**TEXTE FOURNI**
Onco-thoracique
CBNPC : segmentectomie vs lobectomie dans les stades IA périphériques de petite taille (≤2 cm)
La segmentectomie ne serait pas plus morbide, ni moins efficace, que la lobectomie dans la prise en charge du cancer bronchique non à petites cellules de localisation périphérique de stade IA et de petite taille (≤2 cm) selon les résultats de l’essai japonais de phase III JCOG08021
Avec l’avis d’expert du Dr Dominique Gossot, chirurgien thoracique à l’Institut Mutualiste Montsouris
- onpor Kasa/istock
La lobectomie est le traitement chirurgical de référence du cancer bronchique non à petites cellules dans les stades précoces opérables. Jusqu'à maintenant, selon les recommandations de l'ACCP (American College of Chest Physicians), les segmentectomies ne sont indiquées que pour les patients ne pouvant tolérer une lobectomie, quelle que soit la raison2.
Si la segmentectomie est réalisée en pratique, aucune étude randomisée prospective d’une telle ampleur n’a été réalisée à ce jour pour objectiver son efficacité. Selon les résultats de l’essai japonais de phase III JCOG08021, dans la prise en charge du cancer bronchique non à petites cellules de localisation périphérique de stade IA de petite taille (≤2 cm), la segmentectomie n’est pas plus morbide ni moins efficace que la lobectomie.
La segmentectomie de ces tumeurs est non inférieure à la lobectomie en termes de survie globale
Cet essai de phase III, randomisé, contrôlé, de non-infériorité, a été réalisé dans 70 centres japonais. Les patients inclus étaient porteurs d’un cancer bronchique non à petites cellules de localisation périphérique, de stade IA avec un diamètre de tumeur ≤2 cm ainsi qu’un ratio consolidation sur tumeur < 0.5. En pratique courante ce ratio n’est pas toujours utilisé, bien qu’il le devrait d’après les recommandations européennes. La randomisation était de 1:1 entre les bras lobectomie et segmentectomie. Le critère de jugement principal était la survie globale, et parmi les critères de jugements secondaires on note entre autres la fonction respiratoire post-opératoire et la survie sans rechute.
Un total de 1106 patients a été inclus avec n=554 dans le bras lobectomie et n=552 dans le bras segmentectomie entre 2009 et 2014. Dans le groupe segmentectomie, 22 patients ont eu une extension en lobectomie. Après un suivi médian de 7.3 années, le taux de survie à 5 ans est de 94.3% dans le bras segmentectomie et de 91.1% dans le bras lobectomie (HR=0.663, IC à 95% ; 0.474-0.927, p<0.0001). Une amélioration de la survie globale est retrouvée dans toutes les analyses en sous-groupes dans le bras segmentectomie versus lobectomie.

**Données de pointage par expressions référentielles**

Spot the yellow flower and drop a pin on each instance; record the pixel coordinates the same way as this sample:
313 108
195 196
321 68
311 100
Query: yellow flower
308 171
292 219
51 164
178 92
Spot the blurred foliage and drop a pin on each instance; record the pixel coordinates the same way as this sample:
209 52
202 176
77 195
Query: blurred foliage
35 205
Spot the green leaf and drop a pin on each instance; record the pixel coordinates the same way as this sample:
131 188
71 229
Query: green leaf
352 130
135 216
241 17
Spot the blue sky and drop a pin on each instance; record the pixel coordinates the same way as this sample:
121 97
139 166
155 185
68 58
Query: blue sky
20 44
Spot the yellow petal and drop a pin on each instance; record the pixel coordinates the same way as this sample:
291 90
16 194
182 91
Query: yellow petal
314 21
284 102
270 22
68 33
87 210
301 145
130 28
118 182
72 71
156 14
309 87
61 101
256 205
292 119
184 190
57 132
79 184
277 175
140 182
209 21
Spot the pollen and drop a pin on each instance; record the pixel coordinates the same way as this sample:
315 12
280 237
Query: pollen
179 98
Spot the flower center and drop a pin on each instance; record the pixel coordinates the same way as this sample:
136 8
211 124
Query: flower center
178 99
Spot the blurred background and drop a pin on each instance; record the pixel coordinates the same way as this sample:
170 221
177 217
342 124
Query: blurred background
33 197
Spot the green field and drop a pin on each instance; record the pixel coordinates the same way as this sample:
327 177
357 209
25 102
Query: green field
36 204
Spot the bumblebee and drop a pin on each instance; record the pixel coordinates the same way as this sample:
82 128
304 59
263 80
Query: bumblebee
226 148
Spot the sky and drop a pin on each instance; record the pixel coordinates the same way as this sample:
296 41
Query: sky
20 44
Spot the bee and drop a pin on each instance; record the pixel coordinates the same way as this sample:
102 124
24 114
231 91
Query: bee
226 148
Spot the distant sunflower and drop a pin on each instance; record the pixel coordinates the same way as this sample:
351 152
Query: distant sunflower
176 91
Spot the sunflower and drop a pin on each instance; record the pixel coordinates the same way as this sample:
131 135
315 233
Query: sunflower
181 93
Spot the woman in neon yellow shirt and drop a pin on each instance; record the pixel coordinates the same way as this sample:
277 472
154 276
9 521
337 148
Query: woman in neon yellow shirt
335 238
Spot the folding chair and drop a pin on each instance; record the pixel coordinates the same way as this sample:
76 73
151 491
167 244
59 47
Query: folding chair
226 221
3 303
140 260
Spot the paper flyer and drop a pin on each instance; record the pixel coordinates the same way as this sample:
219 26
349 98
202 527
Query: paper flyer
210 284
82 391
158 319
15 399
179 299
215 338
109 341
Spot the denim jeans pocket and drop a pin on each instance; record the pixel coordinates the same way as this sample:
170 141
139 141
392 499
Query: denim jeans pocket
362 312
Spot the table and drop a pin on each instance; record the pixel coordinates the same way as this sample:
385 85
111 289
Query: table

**CONSIGNE DE L'EXERCICE**
Recopiez sans rien changer le passage du texte sur la segmentectomie qui va de « Un total de » jusqu'à « segmentectomie versus lobectomie. » compris.

**VOTRE RÉPONSE**
Un total de 1106 patients a été inclus avec n=554 dans le bras lobectomie et n=552 dans le bras segmentectomie entre 2009 et 2014. Dans le groupe segmentectomie, 22 patients ont eu une extension en lobectomie. Après un suivi médian de 7.3 années, le taux de survie à 5 ans est de 94.3% dans le bras segmentectomie et de 91.1% dans le bras lobectomie (HR=0.663, IC à 95% ; 0.474-0.927, p<0.0001). Une amélioration de la survie globale est retrouvée dans toutes les analyses en sous-groupes dans le bras segmentectomie versus lobectomie.